::: RECORD EXTRACTS :::
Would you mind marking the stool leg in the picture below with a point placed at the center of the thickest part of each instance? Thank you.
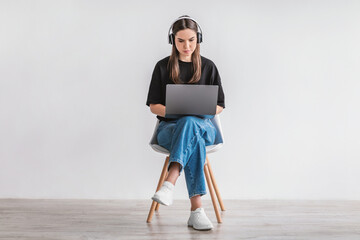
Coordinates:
(161, 181)
(215, 185)
(208, 180)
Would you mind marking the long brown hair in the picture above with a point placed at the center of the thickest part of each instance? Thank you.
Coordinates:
(173, 64)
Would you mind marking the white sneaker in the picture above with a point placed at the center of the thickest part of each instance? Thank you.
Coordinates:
(165, 194)
(199, 221)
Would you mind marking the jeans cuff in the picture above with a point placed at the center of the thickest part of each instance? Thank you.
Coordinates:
(199, 193)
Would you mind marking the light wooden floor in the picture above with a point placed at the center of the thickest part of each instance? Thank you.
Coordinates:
(119, 219)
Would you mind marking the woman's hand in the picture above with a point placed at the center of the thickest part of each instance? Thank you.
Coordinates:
(158, 109)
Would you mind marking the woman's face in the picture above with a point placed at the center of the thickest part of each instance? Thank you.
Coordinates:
(185, 42)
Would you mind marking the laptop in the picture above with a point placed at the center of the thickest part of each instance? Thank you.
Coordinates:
(189, 99)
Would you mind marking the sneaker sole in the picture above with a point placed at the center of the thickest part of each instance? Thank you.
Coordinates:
(198, 229)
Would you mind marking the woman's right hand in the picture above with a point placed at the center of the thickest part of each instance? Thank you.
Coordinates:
(158, 109)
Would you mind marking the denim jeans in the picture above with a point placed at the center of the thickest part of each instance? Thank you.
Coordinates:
(186, 138)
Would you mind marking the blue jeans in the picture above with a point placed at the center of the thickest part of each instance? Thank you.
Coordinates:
(186, 138)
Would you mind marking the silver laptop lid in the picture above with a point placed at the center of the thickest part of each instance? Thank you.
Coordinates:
(189, 99)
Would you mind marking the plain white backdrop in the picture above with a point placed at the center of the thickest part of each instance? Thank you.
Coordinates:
(74, 77)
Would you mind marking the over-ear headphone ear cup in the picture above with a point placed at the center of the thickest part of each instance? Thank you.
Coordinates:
(172, 39)
(199, 37)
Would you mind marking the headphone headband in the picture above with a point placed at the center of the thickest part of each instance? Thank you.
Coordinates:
(172, 37)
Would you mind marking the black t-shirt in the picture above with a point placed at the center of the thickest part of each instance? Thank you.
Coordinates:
(160, 78)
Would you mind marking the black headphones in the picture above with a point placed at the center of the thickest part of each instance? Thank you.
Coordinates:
(172, 36)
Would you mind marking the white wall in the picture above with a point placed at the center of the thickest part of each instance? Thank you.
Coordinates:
(74, 76)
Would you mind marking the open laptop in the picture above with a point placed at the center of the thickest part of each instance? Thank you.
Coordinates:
(189, 99)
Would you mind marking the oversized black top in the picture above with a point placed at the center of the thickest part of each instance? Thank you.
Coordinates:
(160, 78)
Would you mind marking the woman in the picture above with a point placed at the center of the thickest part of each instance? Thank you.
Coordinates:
(185, 137)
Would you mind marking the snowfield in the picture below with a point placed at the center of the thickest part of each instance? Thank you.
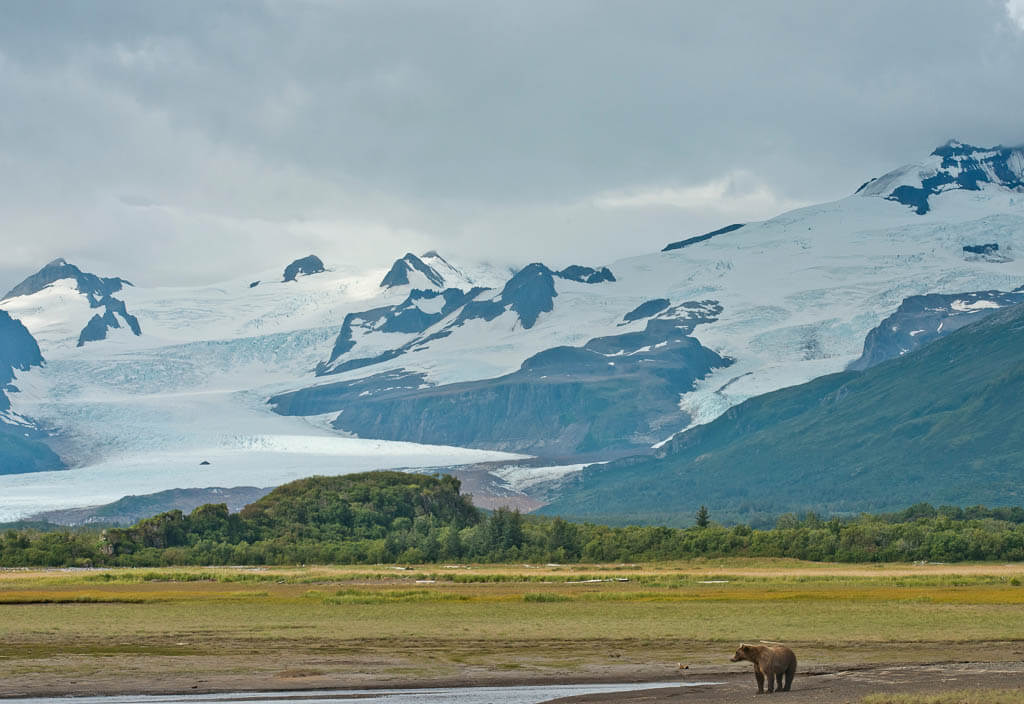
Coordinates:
(799, 293)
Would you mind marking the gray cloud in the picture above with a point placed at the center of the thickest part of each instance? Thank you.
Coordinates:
(185, 142)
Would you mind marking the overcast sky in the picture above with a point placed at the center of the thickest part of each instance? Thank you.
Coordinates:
(186, 142)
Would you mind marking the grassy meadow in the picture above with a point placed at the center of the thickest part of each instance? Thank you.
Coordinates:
(296, 626)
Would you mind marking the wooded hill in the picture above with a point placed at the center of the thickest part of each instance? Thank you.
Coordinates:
(388, 517)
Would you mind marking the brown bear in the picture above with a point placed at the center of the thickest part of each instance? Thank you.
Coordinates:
(773, 661)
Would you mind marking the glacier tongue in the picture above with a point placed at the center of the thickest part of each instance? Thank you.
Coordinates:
(798, 295)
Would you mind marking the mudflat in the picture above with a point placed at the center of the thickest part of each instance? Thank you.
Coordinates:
(204, 629)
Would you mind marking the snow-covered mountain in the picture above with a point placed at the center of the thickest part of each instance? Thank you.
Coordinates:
(268, 377)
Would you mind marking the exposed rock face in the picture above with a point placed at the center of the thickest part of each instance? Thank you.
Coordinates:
(20, 448)
(93, 287)
(18, 351)
(420, 310)
(951, 167)
(920, 319)
(646, 309)
(398, 275)
(99, 292)
(305, 266)
(614, 393)
(98, 324)
(701, 237)
(586, 274)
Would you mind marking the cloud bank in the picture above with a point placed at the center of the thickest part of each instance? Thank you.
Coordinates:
(192, 142)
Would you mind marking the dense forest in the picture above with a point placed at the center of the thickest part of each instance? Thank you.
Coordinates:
(390, 517)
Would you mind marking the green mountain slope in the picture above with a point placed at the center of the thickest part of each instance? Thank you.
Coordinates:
(944, 425)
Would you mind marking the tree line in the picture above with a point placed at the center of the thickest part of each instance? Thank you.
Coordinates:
(386, 517)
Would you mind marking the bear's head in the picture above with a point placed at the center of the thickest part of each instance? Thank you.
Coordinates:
(744, 652)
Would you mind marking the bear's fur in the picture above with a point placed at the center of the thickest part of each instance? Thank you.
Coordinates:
(773, 661)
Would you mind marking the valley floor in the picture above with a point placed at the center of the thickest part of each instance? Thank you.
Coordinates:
(856, 628)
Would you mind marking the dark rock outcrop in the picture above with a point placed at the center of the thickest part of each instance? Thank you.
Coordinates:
(586, 274)
(398, 274)
(964, 167)
(613, 394)
(22, 448)
(91, 286)
(18, 352)
(646, 309)
(702, 237)
(921, 319)
(99, 292)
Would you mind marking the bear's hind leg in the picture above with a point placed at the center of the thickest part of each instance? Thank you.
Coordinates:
(788, 677)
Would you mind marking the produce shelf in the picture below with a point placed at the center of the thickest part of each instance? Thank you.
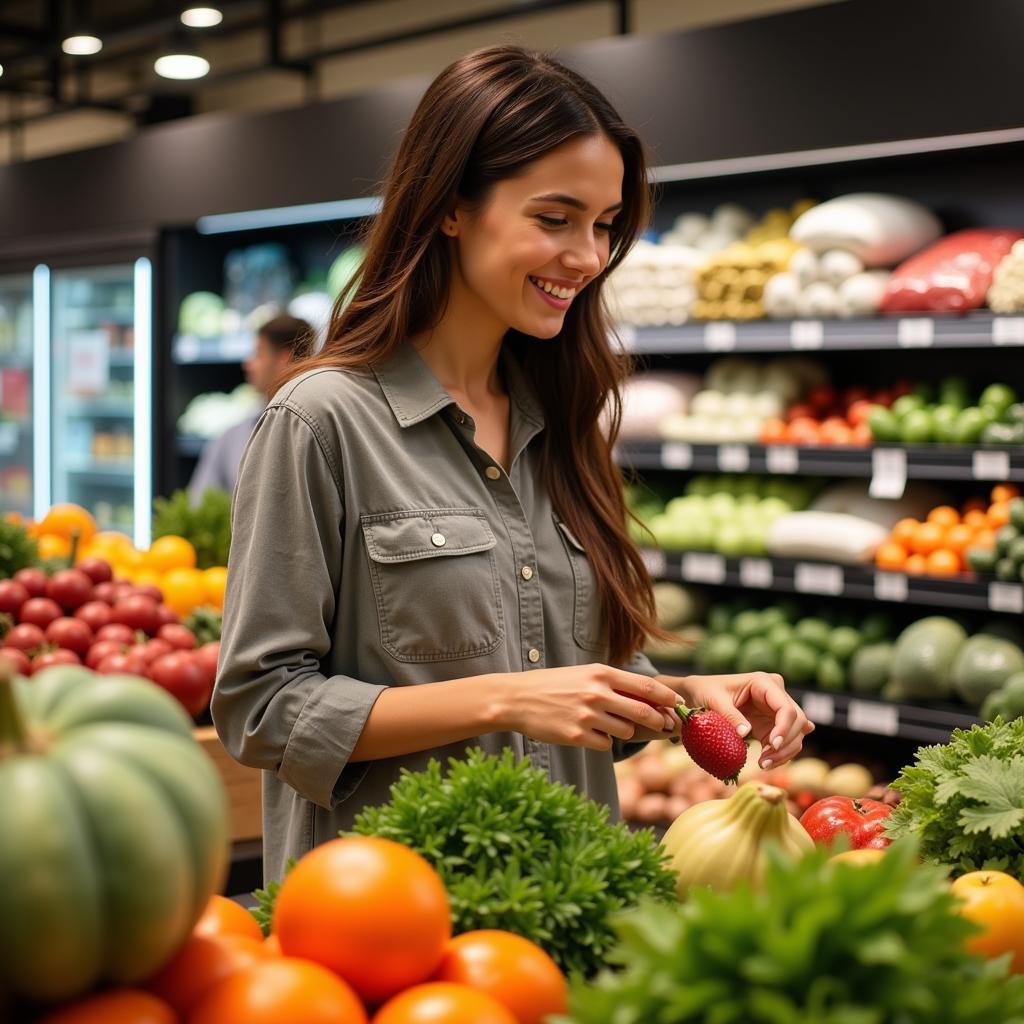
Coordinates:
(793, 576)
(952, 331)
(889, 466)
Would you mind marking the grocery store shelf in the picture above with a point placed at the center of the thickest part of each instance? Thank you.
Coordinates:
(787, 576)
(227, 348)
(918, 462)
(951, 331)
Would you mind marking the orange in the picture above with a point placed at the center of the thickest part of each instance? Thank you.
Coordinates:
(1005, 492)
(370, 909)
(214, 584)
(890, 555)
(224, 916)
(183, 590)
(510, 969)
(944, 515)
(120, 1006)
(904, 531)
(928, 538)
(998, 514)
(995, 902)
(943, 562)
(443, 1003)
(202, 964)
(280, 989)
(915, 565)
(171, 552)
(68, 520)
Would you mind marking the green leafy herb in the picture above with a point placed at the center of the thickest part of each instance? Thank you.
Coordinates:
(208, 526)
(819, 943)
(965, 800)
(524, 854)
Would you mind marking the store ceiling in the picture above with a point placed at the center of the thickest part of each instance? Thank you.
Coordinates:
(39, 80)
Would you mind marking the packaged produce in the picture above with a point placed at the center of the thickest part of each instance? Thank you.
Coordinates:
(953, 274)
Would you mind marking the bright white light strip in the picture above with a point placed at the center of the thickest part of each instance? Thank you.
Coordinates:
(835, 155)
(82, 46)
(249, 220)
(181, 67)
(143, 402)
(41, 482)
(202, 17)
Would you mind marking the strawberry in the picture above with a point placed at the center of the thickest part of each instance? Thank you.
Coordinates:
(713, 742)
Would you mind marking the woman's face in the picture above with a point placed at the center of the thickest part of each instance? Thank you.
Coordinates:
(551, 225)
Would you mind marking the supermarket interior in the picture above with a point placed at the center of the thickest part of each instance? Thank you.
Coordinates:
(820, 454)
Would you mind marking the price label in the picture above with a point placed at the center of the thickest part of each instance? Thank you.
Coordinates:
(676, 455)
(781, 459)
(720, 336)
(888, 473)
(733, 458)
(890, 587)
(807, 335)
(700, 566)
(868, 716)
(1006, 597)
(810, 578)
(1008, 331)
(756, 572)
(819, 708)
(654, 560)
(990, 465)
(915, 332)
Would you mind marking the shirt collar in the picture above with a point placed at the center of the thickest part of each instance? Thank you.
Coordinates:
(415, 393)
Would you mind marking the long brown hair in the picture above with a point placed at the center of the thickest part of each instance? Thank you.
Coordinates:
(482, 120)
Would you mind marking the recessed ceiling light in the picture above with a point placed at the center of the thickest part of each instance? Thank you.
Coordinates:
(202, 17)
(82, 46)
(181, 66)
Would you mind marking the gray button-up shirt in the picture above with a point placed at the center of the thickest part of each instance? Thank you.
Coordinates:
(376, 545)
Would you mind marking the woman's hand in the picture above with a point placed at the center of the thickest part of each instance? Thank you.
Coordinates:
(757, 704)
(587, 706)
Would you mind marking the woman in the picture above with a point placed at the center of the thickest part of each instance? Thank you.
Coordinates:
(429, 541)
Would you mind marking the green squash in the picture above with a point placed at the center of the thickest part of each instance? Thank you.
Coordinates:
(113, 830)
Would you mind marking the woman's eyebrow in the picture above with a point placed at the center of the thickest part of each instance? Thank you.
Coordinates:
(570, 201)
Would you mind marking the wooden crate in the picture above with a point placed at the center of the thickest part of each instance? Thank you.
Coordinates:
(243, 785)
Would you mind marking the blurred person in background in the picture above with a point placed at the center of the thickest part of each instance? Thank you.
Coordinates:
(279, 342)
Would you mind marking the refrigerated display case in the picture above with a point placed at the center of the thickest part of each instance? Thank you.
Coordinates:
(100, 422)
(15, 394)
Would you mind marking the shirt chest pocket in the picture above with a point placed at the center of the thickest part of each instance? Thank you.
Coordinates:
(435, 581)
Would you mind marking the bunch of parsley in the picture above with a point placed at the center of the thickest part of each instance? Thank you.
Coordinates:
(819, 943)
(521, 853)
(965, 800)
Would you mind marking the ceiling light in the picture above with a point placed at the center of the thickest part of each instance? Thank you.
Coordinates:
(201, 17)
(181, 67)
(82, 46)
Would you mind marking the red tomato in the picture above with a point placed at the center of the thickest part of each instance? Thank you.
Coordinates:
(95, 614)
(96, 569)
(179, 637)
(862, 820)
(22, 667)
(138, 612)
(183, 678)
(51, 657)
(25, 637)
(12, 596)
(72, 634)
(40, 611)
(34, 581)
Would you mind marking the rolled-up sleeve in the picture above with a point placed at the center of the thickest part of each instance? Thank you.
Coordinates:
(272, 707)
:::
## SET EXERCISE
Copy word for word the lines beginning with the one that contains "Would you mind marking the bunch" and continuing through the end of the items above, both ends included.

## ANSWER
Would you mind marking the bunch of parsley in the picture above with a point placed at the center of the thickest part of each instance? Thank you.
Coordinates:
(819, 943)
(521, 853)
(965, 800)
Would you mind marking the ceiling light in the picture above with a point placed at the center of the thickest part of each instance? Thank you.
Coordinates:
(201, 17)
(181, 67)
(82, 46)
Would you mind marking the red tomato in the picture above with a point placed at the center of the thickest part of each instance? Thank you.
Coordinates:
(95, 614)
(96, 569)
(179, 637)
(862, 820)
(22, 667)
(138, 612)
(183, 678)
(51, 657)
(25, 637)
(12, 596)
(72, 634)
(40, 611)
(34, 581)
Would you mind marking the rolled-up sleeve in the picture above with a point placed at the center of the thickest part of each instance? Thank you.
Coordinates:
(272, 707)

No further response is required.